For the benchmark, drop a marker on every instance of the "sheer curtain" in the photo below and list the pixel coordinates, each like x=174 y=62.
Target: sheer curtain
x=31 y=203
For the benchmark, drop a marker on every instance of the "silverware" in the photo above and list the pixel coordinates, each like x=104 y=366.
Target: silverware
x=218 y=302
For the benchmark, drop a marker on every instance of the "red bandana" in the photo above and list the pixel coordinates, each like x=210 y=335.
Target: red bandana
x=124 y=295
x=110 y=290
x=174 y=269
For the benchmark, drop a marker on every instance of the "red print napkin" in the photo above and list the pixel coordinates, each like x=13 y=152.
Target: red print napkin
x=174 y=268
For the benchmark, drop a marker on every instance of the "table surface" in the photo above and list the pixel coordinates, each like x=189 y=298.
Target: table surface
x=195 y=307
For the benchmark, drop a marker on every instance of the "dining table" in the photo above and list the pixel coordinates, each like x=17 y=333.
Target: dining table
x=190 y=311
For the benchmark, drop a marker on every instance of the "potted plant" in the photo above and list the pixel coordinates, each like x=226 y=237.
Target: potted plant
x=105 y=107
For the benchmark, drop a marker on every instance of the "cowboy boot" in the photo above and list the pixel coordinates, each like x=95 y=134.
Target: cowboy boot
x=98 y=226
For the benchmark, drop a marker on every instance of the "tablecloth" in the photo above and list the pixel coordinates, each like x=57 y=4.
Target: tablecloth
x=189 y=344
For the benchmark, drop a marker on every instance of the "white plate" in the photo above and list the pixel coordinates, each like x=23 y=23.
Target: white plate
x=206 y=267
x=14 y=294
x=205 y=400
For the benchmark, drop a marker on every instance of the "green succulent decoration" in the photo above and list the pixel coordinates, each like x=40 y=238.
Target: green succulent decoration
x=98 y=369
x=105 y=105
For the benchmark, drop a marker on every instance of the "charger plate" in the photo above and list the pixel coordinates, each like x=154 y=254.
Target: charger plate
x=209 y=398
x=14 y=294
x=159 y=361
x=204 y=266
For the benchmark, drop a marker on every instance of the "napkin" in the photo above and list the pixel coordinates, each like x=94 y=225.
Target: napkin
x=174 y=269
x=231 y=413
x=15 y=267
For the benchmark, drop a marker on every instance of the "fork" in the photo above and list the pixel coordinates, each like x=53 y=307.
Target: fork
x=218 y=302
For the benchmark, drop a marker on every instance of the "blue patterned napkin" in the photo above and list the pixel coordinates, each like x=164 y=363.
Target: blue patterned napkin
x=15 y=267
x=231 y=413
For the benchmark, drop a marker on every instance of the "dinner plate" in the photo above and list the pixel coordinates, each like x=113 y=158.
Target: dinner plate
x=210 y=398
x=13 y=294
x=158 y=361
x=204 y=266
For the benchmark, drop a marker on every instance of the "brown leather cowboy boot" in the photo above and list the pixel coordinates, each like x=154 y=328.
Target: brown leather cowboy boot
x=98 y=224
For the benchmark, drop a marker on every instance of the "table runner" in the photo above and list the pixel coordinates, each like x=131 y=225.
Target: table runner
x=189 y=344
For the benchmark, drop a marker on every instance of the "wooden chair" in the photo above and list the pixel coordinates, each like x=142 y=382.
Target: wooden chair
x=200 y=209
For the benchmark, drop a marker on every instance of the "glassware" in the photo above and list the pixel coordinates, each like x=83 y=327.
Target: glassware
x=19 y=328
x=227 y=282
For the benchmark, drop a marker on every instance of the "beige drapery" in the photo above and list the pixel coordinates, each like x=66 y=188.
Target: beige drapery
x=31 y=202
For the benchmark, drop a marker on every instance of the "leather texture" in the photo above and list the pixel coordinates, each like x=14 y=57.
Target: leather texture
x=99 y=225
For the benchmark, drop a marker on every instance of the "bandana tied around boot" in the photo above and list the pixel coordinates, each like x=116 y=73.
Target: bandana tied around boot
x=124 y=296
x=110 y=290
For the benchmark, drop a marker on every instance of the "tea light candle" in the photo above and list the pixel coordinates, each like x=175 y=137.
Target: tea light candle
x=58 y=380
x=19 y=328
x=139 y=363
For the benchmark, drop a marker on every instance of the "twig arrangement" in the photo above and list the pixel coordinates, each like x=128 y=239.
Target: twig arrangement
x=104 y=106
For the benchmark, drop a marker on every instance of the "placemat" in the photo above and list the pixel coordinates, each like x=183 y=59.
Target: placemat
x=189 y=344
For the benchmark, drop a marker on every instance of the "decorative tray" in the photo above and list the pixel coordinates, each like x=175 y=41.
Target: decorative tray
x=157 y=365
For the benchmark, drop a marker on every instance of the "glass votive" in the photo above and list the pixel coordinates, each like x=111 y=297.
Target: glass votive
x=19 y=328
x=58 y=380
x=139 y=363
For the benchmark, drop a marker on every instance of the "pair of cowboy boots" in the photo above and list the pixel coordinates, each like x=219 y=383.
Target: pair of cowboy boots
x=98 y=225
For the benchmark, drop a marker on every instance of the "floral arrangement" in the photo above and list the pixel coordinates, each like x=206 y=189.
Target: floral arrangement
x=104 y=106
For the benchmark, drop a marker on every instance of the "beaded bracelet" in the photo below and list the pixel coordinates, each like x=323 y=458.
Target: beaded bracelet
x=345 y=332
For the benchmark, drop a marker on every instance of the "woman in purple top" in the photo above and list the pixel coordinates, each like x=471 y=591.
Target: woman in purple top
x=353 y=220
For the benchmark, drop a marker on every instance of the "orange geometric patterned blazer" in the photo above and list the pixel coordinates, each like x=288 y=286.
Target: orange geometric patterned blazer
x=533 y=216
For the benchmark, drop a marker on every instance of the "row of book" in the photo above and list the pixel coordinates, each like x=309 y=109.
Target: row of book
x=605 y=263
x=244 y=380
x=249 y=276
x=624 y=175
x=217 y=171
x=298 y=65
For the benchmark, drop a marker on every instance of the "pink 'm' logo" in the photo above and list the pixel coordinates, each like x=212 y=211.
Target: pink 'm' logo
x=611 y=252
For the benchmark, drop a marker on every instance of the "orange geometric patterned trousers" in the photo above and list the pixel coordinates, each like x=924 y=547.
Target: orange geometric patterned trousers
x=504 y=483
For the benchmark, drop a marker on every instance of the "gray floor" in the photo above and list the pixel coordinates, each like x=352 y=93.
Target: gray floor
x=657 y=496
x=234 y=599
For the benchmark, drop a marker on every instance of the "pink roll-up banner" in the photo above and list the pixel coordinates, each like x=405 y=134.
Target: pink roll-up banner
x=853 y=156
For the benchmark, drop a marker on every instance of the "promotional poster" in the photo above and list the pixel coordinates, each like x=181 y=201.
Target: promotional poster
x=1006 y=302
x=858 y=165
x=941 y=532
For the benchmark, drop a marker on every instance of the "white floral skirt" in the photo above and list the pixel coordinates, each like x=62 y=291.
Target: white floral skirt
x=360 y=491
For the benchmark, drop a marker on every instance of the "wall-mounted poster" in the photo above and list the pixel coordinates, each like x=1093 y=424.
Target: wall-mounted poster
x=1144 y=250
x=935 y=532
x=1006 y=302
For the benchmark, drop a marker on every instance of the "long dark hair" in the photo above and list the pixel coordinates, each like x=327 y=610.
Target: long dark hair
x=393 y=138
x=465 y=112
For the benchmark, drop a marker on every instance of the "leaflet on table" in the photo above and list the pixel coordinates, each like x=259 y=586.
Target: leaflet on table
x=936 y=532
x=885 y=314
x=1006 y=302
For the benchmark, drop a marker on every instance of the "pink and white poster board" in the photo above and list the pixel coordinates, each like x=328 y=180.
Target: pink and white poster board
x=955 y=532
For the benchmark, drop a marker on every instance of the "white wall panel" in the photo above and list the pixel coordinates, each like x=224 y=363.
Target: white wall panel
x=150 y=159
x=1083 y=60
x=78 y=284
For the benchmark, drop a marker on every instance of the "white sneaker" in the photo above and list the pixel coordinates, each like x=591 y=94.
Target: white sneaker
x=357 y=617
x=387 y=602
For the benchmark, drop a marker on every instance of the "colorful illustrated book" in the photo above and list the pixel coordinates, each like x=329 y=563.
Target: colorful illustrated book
━━━━━━━━━━━━━━━━━━━━━━━━━━━━━━
* [Given task]: Copy out the lines of the material verbatim, beginning at the line that contains "like x=181 y=201." and continuing through the final line of the material.

* [Exercise response]:
For the benchmark, drop a marker on every instance of the "promotional poster" in the photo above and list the pixel coordinates, each like x=181 y=201.
Target: promotional poster
x=1006 y=302
x=858 y=165
x=941 y=532
For the benchmark, drop a marker on every instance of the "white floral skirt" in the photo above and list the pixel coordinates, each like x=62 y=291.
Target: white floral skirt
x=360 y=491
For the benchmark, drop a marker on every instance of the "wall-mounted poster" in the photo above and list the pixel coordinates, each like x=1093 y=424.
Target: wall-mounted poster
x=1144 y=250
x=935 y=532
x=1006 y=302
For the benchmark, drop a marker on every instance of the "long dark hair" in the photo above and list the pixel coordinates, each like x=327 y=610.
Target: long dark hair
x=393 y=138
x=465 y=112
For the benchmark, drop a marker on every instance of the "leaflet on table" in the photo above and list the pixel coordinates, each like x=259 y=586.
Target: leaflet on table
x=936 y=532
x=885 y=314
x=1006 y=302
For the benchmark, drop a marker on every instance of the "pink and white poster board" in the photo above and list the pixel coordinates, each like x=328 y=180.
Target: pink and white poster board
x=955 y=532
For the benchmark, drop a marker on every instance of the "white wall panel" in the photo above and list the pixel coordinates, each like x=224 y=363.
Target: white wall panel
x=150 y=159
x=1083 y=60
x=78 y=284
For the benchmark, drop a marker on every instance of the "white sneaker" in the photo above and list the pixel coordinates, each like x=591 y=94.
Target: white sneaker
x=357 y=617
x=387 y=602
For the benchmark, drop a marker on every instance of the "colorful illustrated book" in the photo above and list the pixel coordinates, each like x=329 y=563.
Target: colorful illustrated book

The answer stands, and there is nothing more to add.